> [Texte à lire]

Au premier coup de feu j’étais sur pied, criant: Aux armes! A ce cri, tout le monde s’éveilla et se tint prêt au combat. Quelque temps après la naissance du jour, l’ennemi parut, et, ayant passé le fleuve, s’arrêta à quelque distance de nous, se tenant en bataille. Tout autre que Texeira, en voyant la supériorité du nombre, aurait expédié des courriers pour appeler le second corps à son aide, et, jusqu’à la jonction d’Acunha, eût amusé l’ennemi; mais le vaillant républicain craignit qu’il ne se retirât, et que, par sa fuite, il ne perdît l’occasion de combattre. Il se lança donc au combat, s’inquiétant peu de la position avantageuse qu’occupait son adversaire.

> [Consigne] Reprenez le texte sur le combat de « Au premier coup » à « qu’occupait son adversaire. » en remplaçant « fleuve » par « torrent ». Les données placées ici forment un matériau indépendant du texte.

> [Données fournies]

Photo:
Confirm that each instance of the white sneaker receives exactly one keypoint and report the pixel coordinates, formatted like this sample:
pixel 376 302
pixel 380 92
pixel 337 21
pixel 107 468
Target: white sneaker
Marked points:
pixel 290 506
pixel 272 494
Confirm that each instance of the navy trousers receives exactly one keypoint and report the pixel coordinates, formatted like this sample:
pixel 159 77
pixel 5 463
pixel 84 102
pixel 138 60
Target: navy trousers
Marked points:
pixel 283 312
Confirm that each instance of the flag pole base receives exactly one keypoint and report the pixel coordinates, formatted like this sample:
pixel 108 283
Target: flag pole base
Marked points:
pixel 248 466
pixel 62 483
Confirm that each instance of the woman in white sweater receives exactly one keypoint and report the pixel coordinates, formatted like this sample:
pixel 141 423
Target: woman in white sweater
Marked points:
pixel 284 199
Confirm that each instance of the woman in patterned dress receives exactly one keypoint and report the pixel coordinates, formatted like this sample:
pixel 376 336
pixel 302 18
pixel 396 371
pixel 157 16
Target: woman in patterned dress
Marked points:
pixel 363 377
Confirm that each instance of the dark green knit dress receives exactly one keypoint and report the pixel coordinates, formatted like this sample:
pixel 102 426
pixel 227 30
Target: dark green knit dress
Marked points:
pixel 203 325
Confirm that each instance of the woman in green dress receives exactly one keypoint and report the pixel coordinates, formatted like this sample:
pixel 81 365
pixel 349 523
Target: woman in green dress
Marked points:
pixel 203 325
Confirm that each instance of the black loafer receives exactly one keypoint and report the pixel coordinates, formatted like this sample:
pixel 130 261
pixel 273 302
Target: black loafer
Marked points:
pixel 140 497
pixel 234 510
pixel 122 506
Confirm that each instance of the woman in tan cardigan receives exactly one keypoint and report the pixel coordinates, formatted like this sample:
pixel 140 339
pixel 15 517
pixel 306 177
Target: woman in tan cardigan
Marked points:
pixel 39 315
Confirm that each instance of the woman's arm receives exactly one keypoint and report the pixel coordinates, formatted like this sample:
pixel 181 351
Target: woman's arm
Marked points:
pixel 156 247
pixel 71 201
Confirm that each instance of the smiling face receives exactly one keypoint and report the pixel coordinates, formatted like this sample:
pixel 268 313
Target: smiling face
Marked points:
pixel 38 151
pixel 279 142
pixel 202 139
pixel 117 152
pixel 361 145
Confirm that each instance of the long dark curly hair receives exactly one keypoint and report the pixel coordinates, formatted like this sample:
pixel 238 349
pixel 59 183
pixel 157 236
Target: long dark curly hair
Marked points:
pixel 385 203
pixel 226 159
---
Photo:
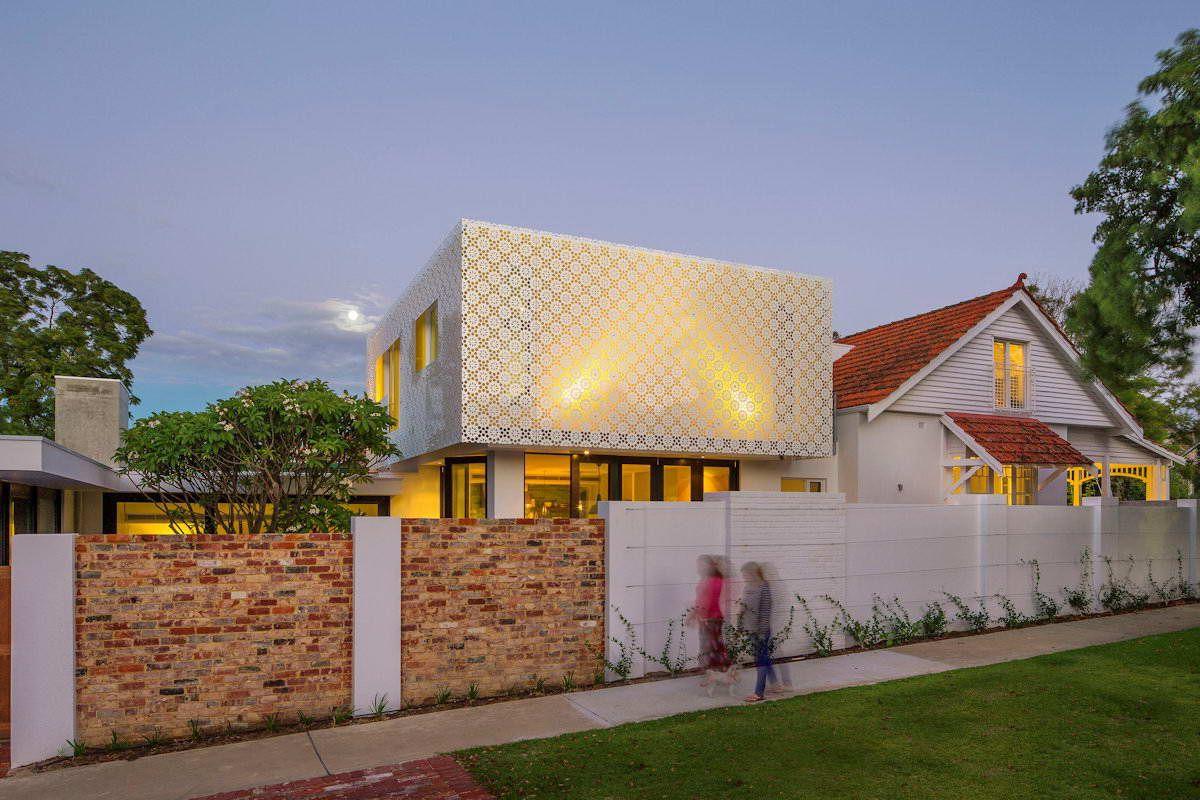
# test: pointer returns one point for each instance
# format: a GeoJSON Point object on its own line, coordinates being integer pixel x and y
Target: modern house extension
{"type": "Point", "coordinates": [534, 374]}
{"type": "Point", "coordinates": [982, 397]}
---
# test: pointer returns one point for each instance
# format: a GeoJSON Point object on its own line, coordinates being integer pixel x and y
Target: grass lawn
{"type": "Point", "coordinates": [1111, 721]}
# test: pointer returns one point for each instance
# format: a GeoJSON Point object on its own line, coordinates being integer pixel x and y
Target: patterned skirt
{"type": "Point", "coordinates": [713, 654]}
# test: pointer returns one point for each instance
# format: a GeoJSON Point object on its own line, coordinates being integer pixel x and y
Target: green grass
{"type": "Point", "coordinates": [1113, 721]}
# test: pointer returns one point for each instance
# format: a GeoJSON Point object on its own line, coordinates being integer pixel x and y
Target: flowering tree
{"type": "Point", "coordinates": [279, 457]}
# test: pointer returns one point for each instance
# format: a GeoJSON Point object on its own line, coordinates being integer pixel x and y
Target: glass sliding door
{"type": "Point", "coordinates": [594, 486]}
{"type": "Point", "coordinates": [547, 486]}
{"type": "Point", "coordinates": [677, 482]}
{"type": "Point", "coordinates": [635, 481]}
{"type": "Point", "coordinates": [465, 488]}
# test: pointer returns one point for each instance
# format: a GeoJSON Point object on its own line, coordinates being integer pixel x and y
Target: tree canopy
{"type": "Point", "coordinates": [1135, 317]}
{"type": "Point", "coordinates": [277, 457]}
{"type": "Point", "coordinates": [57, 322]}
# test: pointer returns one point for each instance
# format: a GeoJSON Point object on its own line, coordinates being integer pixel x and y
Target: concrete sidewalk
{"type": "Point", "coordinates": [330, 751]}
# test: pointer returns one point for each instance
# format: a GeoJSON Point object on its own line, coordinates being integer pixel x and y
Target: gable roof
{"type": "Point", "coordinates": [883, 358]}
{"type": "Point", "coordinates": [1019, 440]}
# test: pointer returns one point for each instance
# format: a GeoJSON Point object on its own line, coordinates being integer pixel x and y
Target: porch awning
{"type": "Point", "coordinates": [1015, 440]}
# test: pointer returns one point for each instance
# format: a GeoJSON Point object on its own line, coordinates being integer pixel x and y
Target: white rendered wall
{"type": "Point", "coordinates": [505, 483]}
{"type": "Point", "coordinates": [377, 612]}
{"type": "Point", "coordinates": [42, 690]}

> [Réponse]
Au premier coup de feu j’étais sur pied, criant: Aux armes! A ce cri, tout le monde s’éveilla et se tint prêt au combat. Quelque temps après la naissance du jour, l’ennemi parut, et, ayant passé le torrent, s’arrêta à quelque distance de nous, se tenant en bataille. Tout autre que Texeira, en voyant la supériorité du nombre, aurait expédié des courriers pour appeler le second corps à son aide, et, jusqu’à la jonction d’Acunha, eût amusé l’ennemi; mais le vaillant républicain craignit qu’il ne se retirât, et que, par sa fuite, il ne perdît l’occasion de combattre. Il se lança donc au combat, s’inquiétant peu de la position avantageuse qu’occupait son adversaire.